* _GIVEN PROBLEM_: Find every line in the data below that contains the word "striped" and copy each of those lines in full.

========================================

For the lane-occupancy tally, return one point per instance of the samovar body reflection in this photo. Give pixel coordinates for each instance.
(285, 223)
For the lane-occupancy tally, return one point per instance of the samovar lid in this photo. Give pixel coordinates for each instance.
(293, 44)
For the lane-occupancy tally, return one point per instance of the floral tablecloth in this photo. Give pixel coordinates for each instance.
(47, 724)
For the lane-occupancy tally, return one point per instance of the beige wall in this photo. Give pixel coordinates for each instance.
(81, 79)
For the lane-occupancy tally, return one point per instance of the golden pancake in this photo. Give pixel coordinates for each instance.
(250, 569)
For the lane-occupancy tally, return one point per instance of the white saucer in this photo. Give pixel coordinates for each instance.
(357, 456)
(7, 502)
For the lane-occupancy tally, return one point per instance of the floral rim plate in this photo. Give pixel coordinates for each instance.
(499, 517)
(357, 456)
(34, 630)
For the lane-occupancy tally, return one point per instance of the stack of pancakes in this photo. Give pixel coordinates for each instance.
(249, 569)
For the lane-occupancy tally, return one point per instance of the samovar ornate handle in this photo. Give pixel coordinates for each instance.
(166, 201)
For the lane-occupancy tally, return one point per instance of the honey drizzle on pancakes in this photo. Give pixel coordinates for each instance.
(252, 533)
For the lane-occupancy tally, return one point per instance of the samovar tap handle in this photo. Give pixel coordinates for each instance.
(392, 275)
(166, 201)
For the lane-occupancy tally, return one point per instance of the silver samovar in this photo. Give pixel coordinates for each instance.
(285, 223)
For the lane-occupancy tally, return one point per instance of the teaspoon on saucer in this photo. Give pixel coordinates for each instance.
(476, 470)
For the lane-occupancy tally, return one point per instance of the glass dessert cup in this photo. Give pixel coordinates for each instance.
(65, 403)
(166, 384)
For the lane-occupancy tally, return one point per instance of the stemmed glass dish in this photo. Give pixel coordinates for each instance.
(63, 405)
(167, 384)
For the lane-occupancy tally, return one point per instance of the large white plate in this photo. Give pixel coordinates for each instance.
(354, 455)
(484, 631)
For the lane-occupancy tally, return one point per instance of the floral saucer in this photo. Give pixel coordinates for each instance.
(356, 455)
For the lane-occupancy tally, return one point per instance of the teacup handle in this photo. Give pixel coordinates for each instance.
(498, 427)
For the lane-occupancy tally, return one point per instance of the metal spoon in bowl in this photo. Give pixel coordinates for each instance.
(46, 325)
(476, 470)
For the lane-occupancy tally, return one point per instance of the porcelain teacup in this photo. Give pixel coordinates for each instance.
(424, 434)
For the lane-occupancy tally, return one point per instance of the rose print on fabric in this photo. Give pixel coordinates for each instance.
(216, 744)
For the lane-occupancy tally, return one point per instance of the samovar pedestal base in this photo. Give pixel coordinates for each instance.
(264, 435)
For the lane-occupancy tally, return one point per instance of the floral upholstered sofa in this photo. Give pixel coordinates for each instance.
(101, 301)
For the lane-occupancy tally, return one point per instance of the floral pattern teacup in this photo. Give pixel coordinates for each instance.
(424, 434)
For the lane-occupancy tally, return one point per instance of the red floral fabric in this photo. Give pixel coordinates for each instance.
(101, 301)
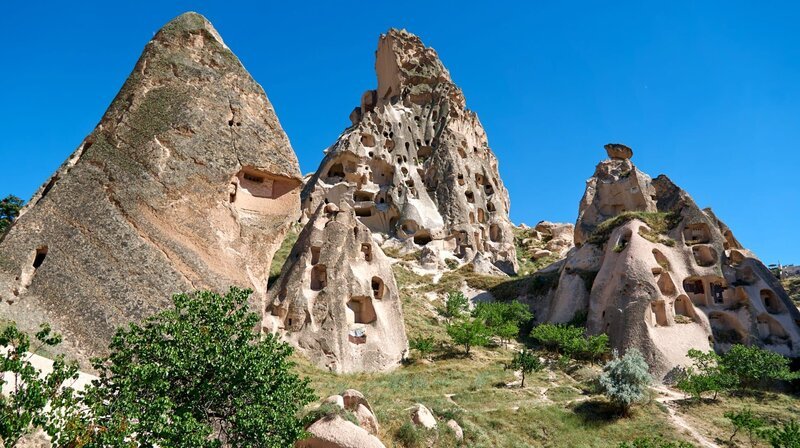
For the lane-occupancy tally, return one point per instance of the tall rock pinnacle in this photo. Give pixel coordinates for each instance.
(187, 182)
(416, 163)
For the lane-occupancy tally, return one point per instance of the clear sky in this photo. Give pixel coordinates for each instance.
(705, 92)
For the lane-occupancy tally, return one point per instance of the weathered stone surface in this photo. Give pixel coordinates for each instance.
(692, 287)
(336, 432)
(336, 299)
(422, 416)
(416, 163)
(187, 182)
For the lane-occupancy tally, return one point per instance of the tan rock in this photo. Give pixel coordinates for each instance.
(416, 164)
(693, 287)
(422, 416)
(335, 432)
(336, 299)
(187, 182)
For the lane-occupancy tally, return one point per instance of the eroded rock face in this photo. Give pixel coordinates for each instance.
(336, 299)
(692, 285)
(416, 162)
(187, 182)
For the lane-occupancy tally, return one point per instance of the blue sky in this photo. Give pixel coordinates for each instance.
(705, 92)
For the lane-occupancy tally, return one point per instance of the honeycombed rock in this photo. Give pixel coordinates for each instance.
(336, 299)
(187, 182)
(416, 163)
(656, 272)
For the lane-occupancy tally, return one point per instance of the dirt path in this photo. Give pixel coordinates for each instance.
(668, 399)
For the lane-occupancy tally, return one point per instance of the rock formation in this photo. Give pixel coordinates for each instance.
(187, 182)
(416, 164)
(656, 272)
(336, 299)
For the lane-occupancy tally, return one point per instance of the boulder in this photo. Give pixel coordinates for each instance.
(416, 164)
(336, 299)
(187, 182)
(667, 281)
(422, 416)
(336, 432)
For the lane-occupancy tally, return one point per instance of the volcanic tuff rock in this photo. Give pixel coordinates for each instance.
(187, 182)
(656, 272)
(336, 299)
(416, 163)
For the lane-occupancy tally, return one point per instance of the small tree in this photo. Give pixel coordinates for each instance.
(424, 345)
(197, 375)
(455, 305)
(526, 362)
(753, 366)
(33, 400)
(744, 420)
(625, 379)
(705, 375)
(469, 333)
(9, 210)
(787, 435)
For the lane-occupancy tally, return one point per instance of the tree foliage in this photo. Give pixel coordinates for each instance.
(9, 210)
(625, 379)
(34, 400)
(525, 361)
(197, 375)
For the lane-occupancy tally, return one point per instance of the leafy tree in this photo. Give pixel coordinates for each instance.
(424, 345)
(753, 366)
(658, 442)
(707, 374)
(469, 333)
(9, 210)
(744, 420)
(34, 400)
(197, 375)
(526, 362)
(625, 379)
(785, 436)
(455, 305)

========================================

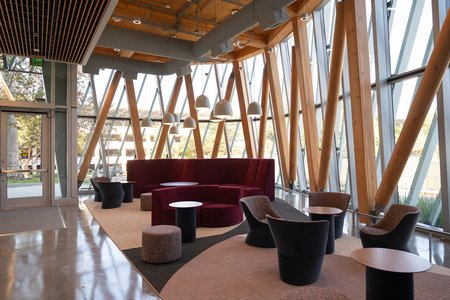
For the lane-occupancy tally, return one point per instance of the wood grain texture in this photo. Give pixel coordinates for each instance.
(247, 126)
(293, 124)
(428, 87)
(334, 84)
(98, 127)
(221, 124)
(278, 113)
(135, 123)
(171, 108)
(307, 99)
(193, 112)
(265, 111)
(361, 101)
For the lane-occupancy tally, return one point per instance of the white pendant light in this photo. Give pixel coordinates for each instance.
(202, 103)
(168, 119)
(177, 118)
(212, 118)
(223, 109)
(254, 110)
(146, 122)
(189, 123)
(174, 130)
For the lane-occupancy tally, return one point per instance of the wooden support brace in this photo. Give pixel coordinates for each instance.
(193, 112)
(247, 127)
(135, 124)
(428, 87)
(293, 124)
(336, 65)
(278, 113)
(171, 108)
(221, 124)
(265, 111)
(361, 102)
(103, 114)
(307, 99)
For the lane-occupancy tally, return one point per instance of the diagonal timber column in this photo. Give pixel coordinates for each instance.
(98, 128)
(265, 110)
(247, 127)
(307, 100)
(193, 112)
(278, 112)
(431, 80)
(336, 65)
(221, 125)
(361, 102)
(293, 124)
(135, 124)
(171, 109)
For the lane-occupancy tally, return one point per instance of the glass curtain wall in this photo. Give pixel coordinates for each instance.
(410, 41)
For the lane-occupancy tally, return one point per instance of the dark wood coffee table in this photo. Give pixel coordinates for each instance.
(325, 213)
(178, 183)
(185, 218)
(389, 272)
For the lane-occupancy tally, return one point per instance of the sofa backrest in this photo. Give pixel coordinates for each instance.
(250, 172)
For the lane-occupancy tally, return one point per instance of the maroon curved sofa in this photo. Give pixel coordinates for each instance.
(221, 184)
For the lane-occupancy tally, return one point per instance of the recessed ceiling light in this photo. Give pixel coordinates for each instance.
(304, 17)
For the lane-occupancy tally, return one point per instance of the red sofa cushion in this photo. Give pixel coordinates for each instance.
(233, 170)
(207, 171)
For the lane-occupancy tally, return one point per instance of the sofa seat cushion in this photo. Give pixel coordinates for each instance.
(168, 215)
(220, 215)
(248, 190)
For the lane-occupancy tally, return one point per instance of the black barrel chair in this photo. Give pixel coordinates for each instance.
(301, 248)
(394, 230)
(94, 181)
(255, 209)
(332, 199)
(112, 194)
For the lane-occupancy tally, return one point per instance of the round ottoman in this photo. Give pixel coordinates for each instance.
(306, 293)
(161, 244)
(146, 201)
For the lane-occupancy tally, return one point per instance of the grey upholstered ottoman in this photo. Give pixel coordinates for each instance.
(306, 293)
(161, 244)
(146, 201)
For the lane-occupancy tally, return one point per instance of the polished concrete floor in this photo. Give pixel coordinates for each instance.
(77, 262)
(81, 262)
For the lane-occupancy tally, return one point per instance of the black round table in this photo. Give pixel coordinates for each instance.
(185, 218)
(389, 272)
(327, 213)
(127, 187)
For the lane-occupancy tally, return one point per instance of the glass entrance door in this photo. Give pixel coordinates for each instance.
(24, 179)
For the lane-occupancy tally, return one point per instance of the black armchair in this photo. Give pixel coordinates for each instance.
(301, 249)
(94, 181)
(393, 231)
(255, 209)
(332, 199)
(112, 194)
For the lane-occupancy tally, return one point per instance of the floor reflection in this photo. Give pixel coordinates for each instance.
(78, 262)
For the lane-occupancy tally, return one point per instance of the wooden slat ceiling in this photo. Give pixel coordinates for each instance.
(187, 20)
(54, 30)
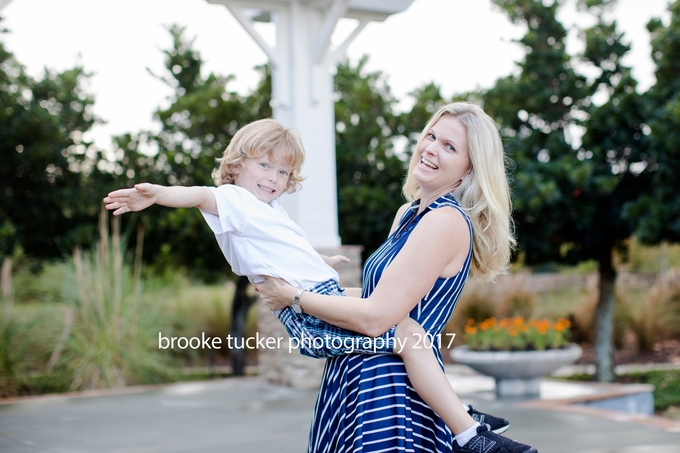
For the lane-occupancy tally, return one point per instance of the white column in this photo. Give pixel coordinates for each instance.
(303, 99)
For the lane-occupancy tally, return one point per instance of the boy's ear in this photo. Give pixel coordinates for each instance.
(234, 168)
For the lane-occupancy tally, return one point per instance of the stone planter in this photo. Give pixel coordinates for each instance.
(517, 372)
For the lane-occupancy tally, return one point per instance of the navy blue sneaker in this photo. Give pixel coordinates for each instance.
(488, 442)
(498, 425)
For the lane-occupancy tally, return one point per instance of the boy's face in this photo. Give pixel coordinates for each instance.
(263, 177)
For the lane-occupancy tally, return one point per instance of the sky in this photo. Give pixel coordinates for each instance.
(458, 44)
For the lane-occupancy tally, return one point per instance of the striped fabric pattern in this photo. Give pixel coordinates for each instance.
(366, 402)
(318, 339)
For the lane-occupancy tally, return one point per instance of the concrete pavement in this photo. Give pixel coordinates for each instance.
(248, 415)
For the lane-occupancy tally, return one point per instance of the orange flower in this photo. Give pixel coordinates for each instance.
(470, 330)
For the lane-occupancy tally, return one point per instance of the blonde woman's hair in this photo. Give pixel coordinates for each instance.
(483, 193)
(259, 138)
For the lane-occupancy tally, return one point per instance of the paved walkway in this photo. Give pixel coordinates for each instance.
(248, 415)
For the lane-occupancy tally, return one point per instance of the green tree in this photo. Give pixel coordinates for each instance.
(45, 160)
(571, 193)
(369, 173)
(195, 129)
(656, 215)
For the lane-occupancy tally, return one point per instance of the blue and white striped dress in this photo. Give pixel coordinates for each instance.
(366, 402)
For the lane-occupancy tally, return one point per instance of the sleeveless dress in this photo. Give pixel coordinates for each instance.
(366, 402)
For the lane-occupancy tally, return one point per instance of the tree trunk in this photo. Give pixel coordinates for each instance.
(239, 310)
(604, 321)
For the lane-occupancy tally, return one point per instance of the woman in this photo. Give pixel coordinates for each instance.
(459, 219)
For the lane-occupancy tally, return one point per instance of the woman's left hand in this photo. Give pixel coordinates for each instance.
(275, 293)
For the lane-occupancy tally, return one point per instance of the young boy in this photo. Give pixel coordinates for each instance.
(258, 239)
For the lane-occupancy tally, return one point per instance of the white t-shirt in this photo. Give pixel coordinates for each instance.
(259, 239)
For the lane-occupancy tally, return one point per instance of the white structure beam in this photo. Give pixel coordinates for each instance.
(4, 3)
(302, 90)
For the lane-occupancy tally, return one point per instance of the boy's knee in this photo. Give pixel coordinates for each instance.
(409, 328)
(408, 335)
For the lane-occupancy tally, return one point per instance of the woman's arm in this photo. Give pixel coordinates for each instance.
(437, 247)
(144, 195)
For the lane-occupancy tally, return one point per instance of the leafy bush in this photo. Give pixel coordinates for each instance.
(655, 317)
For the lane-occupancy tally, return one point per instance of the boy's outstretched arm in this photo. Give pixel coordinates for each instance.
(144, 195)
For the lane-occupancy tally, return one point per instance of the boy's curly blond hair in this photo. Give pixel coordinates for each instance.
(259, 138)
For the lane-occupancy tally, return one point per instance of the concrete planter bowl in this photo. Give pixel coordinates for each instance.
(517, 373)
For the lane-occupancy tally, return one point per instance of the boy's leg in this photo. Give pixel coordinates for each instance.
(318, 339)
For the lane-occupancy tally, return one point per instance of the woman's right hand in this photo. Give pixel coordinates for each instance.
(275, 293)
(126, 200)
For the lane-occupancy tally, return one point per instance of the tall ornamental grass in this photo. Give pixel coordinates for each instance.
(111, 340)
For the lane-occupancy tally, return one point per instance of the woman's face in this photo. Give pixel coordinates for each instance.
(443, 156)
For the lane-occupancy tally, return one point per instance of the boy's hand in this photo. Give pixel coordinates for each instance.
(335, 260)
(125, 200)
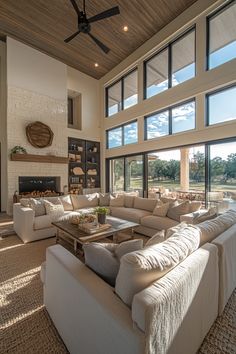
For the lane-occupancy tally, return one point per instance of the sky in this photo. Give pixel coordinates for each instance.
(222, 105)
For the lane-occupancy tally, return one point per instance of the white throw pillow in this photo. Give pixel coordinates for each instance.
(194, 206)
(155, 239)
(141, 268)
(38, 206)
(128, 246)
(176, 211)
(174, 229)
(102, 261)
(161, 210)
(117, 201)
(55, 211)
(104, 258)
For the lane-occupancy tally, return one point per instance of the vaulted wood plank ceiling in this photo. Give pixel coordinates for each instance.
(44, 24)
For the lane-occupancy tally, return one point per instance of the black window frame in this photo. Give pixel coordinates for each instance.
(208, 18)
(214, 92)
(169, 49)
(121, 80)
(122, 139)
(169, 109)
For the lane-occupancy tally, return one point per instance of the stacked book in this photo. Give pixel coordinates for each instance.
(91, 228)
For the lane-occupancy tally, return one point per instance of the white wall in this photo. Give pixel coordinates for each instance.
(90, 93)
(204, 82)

========================================

* _WRITTEN SOLUTION_:
For the lane-occupancy tally, return one point per instance of the striped fabric pattern in this photo. Give pixel coordinates for each instance.
For the lane-occupancy tally, return one point per instance of the blue and white striped dress in this photo. Give pixel coordinates for each instance.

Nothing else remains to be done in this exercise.